##### Data for this task #####

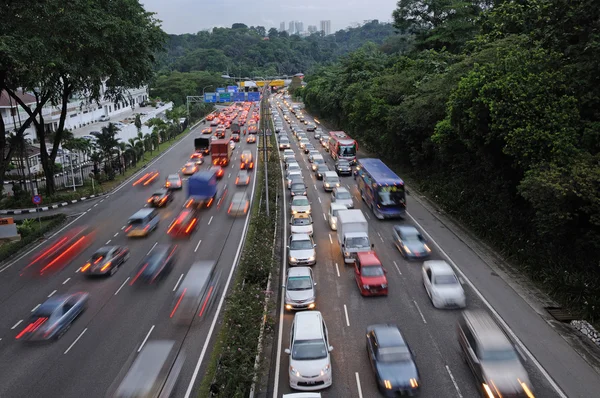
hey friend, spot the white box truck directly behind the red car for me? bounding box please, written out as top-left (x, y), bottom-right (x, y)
top-left (337, 209), bottom-right (375, 264)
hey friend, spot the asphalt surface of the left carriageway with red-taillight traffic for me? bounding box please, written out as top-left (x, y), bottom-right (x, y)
top-left (0, 110), bottom-right (257, 398)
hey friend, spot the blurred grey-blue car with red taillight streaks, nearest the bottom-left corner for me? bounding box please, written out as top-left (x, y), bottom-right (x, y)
top-left (15, 292), bottom-right (89, 341)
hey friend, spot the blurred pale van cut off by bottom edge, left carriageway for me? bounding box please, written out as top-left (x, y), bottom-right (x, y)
top-left (113, 340), bottom-right (185, 398)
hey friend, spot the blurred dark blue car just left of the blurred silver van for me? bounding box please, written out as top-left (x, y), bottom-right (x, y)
top-left (129, 244), bottom-right (177, 286)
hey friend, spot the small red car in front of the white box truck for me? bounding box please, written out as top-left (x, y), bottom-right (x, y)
top-left (354, 251), bottom-right (388, 296)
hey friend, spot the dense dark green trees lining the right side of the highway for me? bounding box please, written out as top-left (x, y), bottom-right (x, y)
top-left (301, 0), bottom-right (600, 321)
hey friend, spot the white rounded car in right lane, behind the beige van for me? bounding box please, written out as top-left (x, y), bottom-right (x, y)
top-left (422, 260), bottom-right (467, 308)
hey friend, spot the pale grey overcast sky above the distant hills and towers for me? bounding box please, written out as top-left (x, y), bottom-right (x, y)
top-left (140, 0), bottom-right (396, 34)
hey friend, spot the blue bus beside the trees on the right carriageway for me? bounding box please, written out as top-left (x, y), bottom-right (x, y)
top-left (354, 159), bottom-right (406, 220)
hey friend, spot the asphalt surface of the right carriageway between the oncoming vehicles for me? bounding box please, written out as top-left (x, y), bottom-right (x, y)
top-left (268, 96), bottom-right (600, 398)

#####

» Your instructions
Set down all of the material word for word, but keep each picture out.

» Answer space
hey friend, spot the white box truck directly behind the red car for me? bounding box please, written out as top-left (x, y), bottom-right (x, y)
top-left (337, 209), bottom-right (375, 264)
hey friend, spot the asphalt surface of the left carriageway with red-taillight traffic for me? bounding box please, written out as top-left (x, y), bottom-right (x, y)
top-left (0, 110), bottom-right (257, 398)
hey friend, spot the blurred grey-blue car with red taillight streaks, nearest the bottom-left corner for me? bounding box please, written out as top-left (x, y), bottom-right (x, y)
top-left (15, 292), bottom-right (89, 341)
hey friend, spot the blurred pale van cut off by bottom edge, left carriageway for me? bounding box please, written out as top-left (x, y), bottom-right (x, y)
top-left (113, 340), bottom-right (185, 398)
hey friend, spot the blurred dark blue car just left of the blurred silver van for me? bounding box please, written out as top-left (x, y), bottom-right (x, y)
top-left (129, 244), bottom-right (177, 286)
hey friend, spot the small red car in front of the white box truck for me? bounding box please, written out as top-left (x, y), bottom-right (x, y)
top-left (354, 251), bottom-right (388, 296)
hey friend, spot the dense dark green trees lining the right side of the highway for me? bounding box please, written out as top-left (x, y), bottom-right (x, y)
top-left (301, 0), bottom-right (600, 321)
hey friend, spot the white rounded car in right lane, behind the beige van for me? bounding box please, written out as top-left (x, y), bottom-right (x, y)
top-left (422, 260), bottom-right (467, 308)
hey friend, spot the pale grey overcast sky above the distant hills and towers for me? bounding box please, written out as top-left (x, y), bottom-right (x, y)
top-left (140, 0), bottom-right (396, 34)
hey friend, spot the blue bus beside the trees on the right carriageway for me? bounding box please, written out as top-left (x, y), bottom-right (x, y)
top-left (354, 159), bottom-right (406, 220)
hey friend, spot the asphalt surface of the right carriageway between the oncoming vehicles for me? bounding box please, written out as top-left (x, y), bottom-right (x, y)
top-left (268, 96), bottom-right (600, 398)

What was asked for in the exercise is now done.